- **Vorliegender Text**
◆ ◆ ◆ ◆

Ein paar wichtige Dinge von denen ich mir jetzt wünsche, dass ich sie schon in der Schule verstanden hätte.
Dieser Artikel ist aufgebaut auf einem Vortrag den ich während der "Wirtschaftswoche" meiner alten Schule gehalten habe. Ich hatte nie das Gefühl, dass mich die Schule auf das "echte Leben" vorbereitet. Das tut sie nicht, ist aber auch nicht ihre Aufgabe. Für diese Erkenntnis habe ich nach der Schule noch 14 Jahre, ein Bachelor- und ein Masterstudium (die einen übrigens genauso wenig auf das "echte Leben" vorbereiten) und einige selbst gegründete Firmen gebraucht .
- Bitte nicht falsch verstehen, die Schule und alles was man während der Schulzeit lernt, kann sehr wohl extrem relevant im echten Leben sein. Ich habe nur meinen Job als Schüler falsch verstanden. Ich dachte mein Job wäre es, das zu lernen was mir vorgesetzt wir und positiv abzuschließen (für gute Erfolge reichte die Motivation ohnehin nicht). Dann dachte ich mein Job wäre die Matura zu machen und anschließend dachte ich mein Job wäre es das Studium abzuschließen. Ich habe mich belogen, mir selbst auf die Schulter geklopft und gedacht ich hätte etwas "erreicht" (genauso wie ausnahmslos alle meiner Mitschüler bzw. Mitstudenten auch).

◆ ◆ ◆ ◆

- **Datenauszug**
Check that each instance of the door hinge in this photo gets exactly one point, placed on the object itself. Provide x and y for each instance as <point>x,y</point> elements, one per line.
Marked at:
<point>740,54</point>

◆ ◆ ◆ ◆

Führe den Text über die Schulzeit und das „echte Leben“ im Anschluss an seinen letzten Satz fort.

- **Ergebnis**
- Exakt den selben Fehler habe ich im Hinblick auf meine berufliche "Erfahrung" während der Schule und des Studiums gemacht. Ich dachte meine Aufgabe wäre es einen schönen Lebenslauf zu basteln, der für einen zukünftigen Arbeitgeber gut aussieht (ORF, Banken, Steuerberater und dergleichen).
Im Nachhinein merkt man erst wie lächerlich diese Annahmen waren. Ich hatte ja noch keine Ahnung für welchen Arbeitgeber mein Lebenslauf überhaupt gut aussehen soll. Mit anderen Worten, ich wusste noch nicht welche Art von Job ich einmal machen werde. Dafür müsste man nämlich (beruflich relevante) Interessen entwickeln und wissen was man kann. Besondere Ironie des Lebens: Den Lebenslauf für einen Arbeitgeber zu optimieren hätte ich mir ohnehin schenken können. Ich habe nämlich keinen - ich bin mein Arbeitgeber.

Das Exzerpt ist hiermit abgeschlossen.